### Record set
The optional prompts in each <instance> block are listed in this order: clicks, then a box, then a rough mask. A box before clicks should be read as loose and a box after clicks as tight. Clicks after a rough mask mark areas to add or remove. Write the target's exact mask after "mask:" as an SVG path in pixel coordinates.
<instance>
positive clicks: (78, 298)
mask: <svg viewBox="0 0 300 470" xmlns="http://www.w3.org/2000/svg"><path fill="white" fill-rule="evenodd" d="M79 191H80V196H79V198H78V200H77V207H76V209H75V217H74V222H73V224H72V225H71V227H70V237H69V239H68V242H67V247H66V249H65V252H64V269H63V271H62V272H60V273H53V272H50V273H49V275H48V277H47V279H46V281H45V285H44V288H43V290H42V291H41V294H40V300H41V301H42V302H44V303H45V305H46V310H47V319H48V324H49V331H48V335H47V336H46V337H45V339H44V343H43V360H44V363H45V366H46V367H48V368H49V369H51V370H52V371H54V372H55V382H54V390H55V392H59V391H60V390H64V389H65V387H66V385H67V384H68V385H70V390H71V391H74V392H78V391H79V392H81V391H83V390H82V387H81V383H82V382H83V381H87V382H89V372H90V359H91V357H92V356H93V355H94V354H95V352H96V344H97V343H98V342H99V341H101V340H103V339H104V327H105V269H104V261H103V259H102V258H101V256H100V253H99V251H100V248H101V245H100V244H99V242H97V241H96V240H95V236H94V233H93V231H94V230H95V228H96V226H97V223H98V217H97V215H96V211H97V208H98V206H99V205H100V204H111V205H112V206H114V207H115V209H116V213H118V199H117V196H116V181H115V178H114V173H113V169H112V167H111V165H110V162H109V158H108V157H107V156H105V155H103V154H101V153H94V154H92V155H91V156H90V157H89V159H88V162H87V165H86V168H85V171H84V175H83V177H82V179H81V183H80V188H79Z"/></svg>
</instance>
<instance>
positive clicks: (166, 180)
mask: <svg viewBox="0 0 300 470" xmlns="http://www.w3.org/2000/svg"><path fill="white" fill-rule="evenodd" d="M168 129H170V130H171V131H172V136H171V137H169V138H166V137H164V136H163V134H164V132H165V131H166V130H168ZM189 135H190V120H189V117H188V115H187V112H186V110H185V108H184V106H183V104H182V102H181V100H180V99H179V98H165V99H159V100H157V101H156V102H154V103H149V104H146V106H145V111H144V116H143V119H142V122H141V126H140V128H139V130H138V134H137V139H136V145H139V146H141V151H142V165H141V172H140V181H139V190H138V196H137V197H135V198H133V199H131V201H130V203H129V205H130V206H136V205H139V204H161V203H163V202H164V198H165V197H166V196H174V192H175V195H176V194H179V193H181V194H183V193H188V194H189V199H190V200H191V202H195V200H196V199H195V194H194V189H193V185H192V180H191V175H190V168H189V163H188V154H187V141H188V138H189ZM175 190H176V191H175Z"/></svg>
######
* [Directions for this task] Collect each line of the data above that contains the string "instance", and list them in their original order.

* [Response]
The optional prompts in each <instance> block are listed in this order: clicks, then a box, then a rough mask. A box before clicks should be read as loose and a box after clicks as tight. Clicks after a rough mask mark areas to add or remove. Write the target's exact mask after "mask:" as an SVG path in pixel coordinates.
<instance>
</instance>
<instance>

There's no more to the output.